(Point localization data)
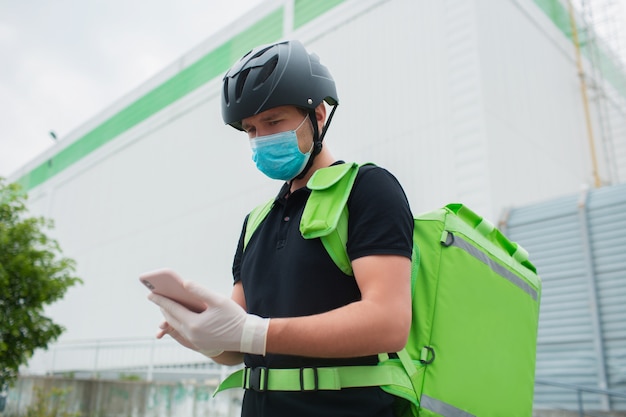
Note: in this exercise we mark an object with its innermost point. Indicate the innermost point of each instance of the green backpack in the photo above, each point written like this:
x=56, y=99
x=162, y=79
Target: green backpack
x=471, y=348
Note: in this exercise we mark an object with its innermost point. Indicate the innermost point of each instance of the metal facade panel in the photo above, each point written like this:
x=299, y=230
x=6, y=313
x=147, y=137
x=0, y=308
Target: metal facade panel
x=578, y=245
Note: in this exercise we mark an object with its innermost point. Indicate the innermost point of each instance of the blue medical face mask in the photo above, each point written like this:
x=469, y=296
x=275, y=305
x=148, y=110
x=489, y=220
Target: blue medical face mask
x=278, y=155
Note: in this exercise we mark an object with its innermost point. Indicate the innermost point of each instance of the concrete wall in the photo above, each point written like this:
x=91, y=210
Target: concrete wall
x=471, y=101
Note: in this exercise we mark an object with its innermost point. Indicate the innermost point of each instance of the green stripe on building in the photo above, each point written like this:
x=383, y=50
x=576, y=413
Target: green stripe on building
x=214, y=64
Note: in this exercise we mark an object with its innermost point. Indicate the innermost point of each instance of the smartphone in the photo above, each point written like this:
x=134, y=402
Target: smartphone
x=167, y=283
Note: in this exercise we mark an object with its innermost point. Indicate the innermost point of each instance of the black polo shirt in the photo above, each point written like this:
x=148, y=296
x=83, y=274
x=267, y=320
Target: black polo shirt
x=285, y=275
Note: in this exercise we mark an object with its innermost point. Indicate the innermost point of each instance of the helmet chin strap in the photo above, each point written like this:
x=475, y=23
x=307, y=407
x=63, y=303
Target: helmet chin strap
x=317, y=140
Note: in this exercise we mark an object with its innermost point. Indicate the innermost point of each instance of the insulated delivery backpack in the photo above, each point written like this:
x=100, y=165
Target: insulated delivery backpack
x=472, y=343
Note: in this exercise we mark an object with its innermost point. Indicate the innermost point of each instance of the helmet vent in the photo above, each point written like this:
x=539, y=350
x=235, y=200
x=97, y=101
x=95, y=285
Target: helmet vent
x=225, y=93
x=241, y=81
x=266, y=71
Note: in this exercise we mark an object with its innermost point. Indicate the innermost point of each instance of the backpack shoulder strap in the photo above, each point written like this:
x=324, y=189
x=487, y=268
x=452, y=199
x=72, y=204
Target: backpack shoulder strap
x=326, y=213
x=255, y=218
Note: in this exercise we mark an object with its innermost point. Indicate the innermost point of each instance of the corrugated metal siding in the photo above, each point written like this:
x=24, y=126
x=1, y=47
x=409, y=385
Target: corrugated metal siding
x=578, y=245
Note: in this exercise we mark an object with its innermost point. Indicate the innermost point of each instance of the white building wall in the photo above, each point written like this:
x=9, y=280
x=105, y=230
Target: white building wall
x=472, y=101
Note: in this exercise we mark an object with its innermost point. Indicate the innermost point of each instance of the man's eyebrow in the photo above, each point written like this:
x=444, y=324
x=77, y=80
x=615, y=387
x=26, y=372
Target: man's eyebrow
x=268, y=117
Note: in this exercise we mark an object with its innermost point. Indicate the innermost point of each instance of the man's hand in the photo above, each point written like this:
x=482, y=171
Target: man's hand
x=223, y=326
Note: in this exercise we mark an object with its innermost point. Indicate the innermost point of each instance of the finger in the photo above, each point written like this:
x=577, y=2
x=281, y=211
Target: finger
x=171, y=306
x=210, y=297
x=173, y=321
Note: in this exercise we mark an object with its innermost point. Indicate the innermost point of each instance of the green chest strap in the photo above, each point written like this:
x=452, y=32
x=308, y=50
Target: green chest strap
x=325, y=215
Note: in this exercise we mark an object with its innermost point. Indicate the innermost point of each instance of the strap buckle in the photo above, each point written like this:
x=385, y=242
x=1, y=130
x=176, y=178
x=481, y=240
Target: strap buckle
x=256, y=379
x=315, y=379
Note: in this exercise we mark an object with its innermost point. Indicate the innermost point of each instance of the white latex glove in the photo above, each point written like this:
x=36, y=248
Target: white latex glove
x=223, y=326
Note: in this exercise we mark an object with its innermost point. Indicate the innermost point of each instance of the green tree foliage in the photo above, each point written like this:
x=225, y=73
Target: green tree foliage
x=33, y=274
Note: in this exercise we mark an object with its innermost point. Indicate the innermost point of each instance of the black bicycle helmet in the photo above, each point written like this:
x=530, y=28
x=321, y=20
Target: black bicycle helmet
x=275, y=75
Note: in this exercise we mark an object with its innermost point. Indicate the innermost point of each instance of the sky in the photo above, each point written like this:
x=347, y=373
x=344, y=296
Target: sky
x=64, y=61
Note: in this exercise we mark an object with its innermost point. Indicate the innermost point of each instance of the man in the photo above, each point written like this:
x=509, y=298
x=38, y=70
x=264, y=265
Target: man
x=291, y=306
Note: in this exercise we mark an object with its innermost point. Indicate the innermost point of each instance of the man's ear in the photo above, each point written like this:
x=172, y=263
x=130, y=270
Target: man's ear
x=320, y=115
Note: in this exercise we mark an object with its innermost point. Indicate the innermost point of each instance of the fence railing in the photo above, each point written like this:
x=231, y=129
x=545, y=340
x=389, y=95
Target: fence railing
x=580, y=390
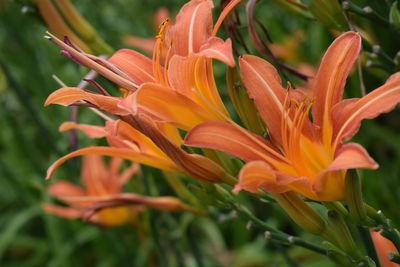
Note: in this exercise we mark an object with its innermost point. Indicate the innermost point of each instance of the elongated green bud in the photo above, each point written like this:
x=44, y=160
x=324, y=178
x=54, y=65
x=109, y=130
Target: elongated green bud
x=301, y=213
x=329, y=13
x=354, y=197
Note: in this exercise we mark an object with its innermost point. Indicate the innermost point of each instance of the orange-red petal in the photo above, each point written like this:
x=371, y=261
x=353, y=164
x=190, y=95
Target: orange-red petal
x=192, y=28
x=115, y=152
x=263, y=84
x=69, y=95
x=136, y=65
x=166, y=105
x=218, y=49
x=347, y=117
x=329, y=183
x=383, y=247
x=230, y=139
x=90, y=130
x=332, y=73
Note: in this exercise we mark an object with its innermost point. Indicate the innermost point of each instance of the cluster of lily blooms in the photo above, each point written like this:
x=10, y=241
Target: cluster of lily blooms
x=174, y=91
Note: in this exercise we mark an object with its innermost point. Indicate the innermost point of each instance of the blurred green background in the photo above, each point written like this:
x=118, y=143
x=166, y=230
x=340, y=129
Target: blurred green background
x=30, y=142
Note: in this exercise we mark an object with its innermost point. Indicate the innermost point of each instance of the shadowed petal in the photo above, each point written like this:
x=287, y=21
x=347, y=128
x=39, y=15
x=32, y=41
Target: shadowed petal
x=90, y=130
x=329, y=183
x=136, y=65
x=331, y=76
x=230, y=139
x=263, y=84
x=61, y=188
x=144, y=44
x=218, y=49
x=69, y=95
x=258, y=175
x=347, y=117
x=115, y=152
x=69, y=213
x=193, y=27
x=383, y=247
x=166, y=105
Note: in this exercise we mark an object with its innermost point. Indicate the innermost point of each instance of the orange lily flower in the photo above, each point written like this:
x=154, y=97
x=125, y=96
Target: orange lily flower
x=98, y=180
x=383, y=247
x=162, y=136
x=304, y=156
x=125, y=142
x=147, y=44
x=181, y=90
x=101, y=201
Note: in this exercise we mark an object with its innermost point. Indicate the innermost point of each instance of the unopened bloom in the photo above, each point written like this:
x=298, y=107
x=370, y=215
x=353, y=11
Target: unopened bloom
x=301, y=155
x=383, y=247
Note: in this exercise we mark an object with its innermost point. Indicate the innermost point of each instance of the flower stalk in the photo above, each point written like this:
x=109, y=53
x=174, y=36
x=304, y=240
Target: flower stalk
x=301, y=213
x=354, y=197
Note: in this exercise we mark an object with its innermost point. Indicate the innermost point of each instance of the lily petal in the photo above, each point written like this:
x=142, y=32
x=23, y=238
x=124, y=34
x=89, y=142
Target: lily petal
x=90, y=130
x=195, y=165
x=193, y=27
x=64, y=212
x=329, y=183
x=218, y=49
x=136, y=65
x=264, y=85
x=115, y=152
x=232, y=140
x=195, y=72
x=144, y=44
x=69, y=95
x=60, y=189
x=331, y=76
x=347, y=117
x=383, y=247
x=254, y=176
x=258, y=175
x=166, y=105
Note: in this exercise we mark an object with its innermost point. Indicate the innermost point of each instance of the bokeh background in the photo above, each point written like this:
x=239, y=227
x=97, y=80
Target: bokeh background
x=30, y=142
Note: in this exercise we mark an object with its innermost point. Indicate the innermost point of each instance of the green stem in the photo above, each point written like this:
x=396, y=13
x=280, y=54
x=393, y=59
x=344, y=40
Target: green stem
x=369, y=244
x=394, y=257
x=369, y=15
x=179, y=188
x=354, y=197
x=276, y=235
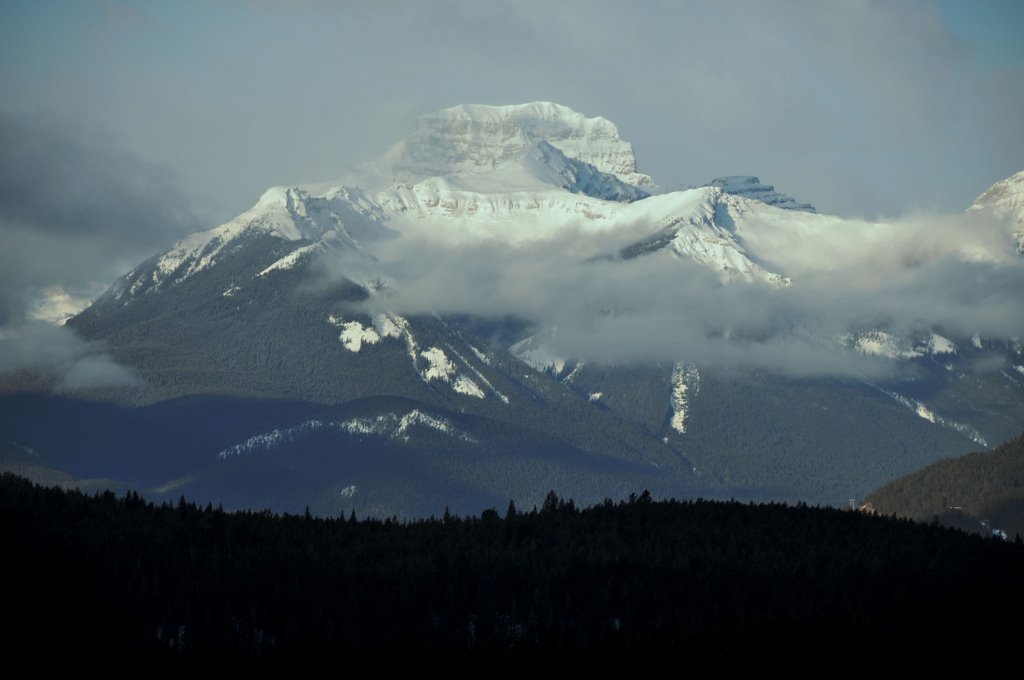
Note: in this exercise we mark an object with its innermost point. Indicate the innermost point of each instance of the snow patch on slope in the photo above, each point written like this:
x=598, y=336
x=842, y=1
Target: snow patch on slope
x=392, y=426
x=273, y=438
x=927, y=414
x=685, y=386
x=534, y=352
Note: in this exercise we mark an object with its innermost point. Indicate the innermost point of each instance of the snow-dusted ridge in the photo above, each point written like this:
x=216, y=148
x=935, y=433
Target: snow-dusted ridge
x=388, y=426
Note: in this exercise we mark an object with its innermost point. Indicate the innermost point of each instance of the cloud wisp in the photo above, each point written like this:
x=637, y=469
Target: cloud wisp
x=940, y=273
x=76, y=211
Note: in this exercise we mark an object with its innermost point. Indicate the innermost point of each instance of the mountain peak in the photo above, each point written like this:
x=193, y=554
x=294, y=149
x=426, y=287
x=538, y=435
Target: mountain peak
x=751, y=187
x=1005, y=201
x=473, y=138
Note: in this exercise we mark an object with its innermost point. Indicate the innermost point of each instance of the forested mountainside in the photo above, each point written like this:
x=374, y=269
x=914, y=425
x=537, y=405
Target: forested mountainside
x=980, y=492
x=701, y=588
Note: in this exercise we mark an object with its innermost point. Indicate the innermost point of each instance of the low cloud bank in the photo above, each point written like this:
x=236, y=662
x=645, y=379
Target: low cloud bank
x=957, y=275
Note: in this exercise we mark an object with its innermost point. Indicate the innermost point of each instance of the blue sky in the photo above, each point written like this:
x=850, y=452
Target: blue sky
x=861, y=108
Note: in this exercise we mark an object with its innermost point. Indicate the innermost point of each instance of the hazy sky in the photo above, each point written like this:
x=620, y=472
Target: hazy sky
x=127, y=123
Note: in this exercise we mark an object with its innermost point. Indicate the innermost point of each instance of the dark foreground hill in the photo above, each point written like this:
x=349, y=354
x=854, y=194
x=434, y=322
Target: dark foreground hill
x=980, y=492
x=669, y=588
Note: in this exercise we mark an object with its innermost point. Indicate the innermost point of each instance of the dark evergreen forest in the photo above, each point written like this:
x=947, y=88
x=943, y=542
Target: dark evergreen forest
x=668, y=588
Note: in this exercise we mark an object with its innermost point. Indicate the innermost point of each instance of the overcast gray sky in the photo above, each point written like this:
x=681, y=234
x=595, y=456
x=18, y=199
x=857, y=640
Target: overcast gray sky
x=128, y=123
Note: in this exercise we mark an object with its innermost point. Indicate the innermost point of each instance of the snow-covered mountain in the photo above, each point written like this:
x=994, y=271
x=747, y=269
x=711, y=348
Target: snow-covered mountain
x=296, y=299
x=1005, y=201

— THE TASK —
Using the entries above, repeat only the lines from the one containing "Target: overcast gray sky" through the one containing "x=711, y=348", end lines included.

— RESULT OF THE EXERCISE —
Target: overcast gray sky
x=128, y=123
Note: in this exercise we mark an object with its innermost point. Indicate the innermost point of each instance of the snow-covered mountain in the photo above, each point written like this:
x=994, y=271
x=747, y=269
x=711, y=348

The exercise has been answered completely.